** start DATA EXCERPTS **

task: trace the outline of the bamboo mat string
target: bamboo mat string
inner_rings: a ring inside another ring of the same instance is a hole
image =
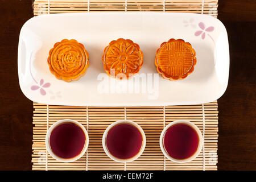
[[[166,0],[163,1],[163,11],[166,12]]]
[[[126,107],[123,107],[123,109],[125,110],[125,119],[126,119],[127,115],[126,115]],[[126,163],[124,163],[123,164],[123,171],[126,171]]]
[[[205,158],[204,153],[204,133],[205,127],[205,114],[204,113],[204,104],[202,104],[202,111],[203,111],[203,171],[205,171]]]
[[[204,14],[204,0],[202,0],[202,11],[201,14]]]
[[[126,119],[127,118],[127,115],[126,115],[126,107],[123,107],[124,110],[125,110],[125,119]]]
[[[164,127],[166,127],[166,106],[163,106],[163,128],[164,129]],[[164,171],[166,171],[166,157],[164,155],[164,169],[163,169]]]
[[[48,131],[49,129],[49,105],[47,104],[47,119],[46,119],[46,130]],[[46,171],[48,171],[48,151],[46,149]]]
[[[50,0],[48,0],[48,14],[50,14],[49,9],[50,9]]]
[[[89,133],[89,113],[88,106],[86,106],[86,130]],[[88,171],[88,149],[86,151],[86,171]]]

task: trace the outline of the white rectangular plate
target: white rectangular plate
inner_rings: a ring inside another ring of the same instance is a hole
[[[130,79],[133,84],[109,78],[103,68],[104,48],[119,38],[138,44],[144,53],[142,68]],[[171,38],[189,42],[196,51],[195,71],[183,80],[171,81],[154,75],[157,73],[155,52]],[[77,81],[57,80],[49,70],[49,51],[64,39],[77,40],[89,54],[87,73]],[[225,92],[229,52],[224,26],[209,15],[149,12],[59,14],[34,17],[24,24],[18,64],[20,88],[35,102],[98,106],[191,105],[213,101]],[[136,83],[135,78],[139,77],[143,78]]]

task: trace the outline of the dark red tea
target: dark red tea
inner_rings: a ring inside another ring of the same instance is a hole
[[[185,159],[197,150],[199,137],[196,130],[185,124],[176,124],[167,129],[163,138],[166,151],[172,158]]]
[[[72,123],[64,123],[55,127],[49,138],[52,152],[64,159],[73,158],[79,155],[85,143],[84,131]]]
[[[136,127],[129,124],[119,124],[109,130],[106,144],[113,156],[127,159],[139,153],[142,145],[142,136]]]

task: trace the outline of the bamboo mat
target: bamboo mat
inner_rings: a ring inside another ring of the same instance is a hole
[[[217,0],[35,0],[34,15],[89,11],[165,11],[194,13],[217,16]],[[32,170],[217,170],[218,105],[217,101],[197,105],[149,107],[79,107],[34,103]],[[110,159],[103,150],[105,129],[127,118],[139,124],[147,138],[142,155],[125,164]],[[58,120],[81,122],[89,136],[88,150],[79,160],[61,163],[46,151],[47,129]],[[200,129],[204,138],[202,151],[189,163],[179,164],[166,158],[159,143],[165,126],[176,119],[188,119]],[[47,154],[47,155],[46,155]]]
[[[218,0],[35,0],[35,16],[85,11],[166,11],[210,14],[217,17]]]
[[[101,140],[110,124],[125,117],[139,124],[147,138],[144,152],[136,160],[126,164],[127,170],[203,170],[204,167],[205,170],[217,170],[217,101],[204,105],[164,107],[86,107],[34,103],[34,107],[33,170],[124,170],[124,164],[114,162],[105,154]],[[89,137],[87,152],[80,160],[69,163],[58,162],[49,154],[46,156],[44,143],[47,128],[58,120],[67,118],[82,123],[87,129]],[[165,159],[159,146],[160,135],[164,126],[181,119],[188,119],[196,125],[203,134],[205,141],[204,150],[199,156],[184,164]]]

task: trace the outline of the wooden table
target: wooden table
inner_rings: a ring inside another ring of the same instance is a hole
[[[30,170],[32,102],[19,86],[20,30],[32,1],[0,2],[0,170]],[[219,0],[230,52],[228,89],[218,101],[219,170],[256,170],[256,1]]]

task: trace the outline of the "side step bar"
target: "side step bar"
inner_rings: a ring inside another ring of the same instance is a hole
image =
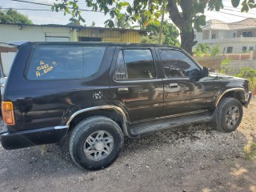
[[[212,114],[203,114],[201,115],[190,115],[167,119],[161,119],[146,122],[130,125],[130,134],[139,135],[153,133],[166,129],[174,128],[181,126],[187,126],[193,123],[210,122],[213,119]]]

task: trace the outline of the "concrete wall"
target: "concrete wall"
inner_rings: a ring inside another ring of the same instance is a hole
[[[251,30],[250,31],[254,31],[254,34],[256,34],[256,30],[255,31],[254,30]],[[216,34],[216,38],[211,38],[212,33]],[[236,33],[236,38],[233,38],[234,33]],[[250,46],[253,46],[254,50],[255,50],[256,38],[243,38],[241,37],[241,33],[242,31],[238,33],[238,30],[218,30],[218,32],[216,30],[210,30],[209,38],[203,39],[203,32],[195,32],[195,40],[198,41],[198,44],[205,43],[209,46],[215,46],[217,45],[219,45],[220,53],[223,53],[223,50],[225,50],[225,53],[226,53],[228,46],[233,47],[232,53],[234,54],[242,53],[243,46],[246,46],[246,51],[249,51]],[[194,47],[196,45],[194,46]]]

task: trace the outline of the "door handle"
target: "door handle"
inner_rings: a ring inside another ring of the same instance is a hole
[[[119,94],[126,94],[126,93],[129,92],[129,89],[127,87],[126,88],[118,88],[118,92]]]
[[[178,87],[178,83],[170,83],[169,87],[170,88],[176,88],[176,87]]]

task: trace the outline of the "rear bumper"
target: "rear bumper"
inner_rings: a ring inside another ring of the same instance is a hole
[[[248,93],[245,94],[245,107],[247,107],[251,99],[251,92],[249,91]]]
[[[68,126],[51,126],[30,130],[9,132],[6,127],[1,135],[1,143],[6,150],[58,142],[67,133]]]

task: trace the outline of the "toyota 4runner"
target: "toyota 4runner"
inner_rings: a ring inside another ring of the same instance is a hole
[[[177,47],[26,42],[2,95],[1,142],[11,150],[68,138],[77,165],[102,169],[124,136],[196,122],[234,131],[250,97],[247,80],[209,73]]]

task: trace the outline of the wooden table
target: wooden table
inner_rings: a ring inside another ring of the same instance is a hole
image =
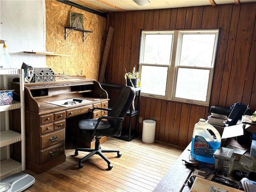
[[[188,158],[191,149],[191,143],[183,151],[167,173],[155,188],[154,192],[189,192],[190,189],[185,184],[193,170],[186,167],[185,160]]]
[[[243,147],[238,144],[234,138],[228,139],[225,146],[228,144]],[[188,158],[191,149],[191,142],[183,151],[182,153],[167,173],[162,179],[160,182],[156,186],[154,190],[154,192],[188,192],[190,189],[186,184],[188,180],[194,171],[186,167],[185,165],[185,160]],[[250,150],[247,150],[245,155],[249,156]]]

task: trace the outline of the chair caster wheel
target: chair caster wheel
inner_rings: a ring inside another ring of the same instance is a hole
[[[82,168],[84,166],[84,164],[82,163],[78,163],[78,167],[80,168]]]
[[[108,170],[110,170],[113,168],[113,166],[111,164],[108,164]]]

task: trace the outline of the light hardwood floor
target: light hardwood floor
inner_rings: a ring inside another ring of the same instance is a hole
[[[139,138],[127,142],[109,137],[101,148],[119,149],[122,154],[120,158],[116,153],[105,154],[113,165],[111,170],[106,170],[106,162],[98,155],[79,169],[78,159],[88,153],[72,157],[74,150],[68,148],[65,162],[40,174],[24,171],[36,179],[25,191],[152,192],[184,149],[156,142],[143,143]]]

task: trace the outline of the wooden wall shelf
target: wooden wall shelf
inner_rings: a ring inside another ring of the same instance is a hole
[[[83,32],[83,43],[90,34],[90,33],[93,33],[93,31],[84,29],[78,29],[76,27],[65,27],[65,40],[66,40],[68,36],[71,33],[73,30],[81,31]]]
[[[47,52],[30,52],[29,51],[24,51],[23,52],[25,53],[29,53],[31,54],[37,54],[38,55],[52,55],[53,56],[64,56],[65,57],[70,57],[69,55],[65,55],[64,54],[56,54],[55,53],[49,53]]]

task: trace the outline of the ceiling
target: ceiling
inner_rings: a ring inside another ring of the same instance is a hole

** end DATA EXCERPTS **

* **THE TASK**: Repeat word for word every line from the one that holds "task: trace the outline of the wooden wall" to the end. Both ends count.

* **EXERCISE ANSWER**:
task: trace the outline of the wooden wall shelf
target: wooden wall shelf
inner_rings: a ring inside another ring of the same instance is a hole
[[[83,32],[83,43],[90,34],[90,33],[93,33],[93,31],[84,29],[78,29],[76,27],[65,27],[65,40],[66,40],[68,36],[71,33],[73,30],[81,31]]]
[[[47,52],[30,52],[29,51],[24,51],[23,52],[25,53],[29,53],[31,54],[37,54],[38,55],[52,55],[53,56],[64,56],[65,57],[70,57],[69,55],[65,55],[64,54],[56,54],[55,53],[49,53]]]

task: trace the outline of the ceiling
target: ceiling
inner_rings: a ring inside another ring of the same instance is a hole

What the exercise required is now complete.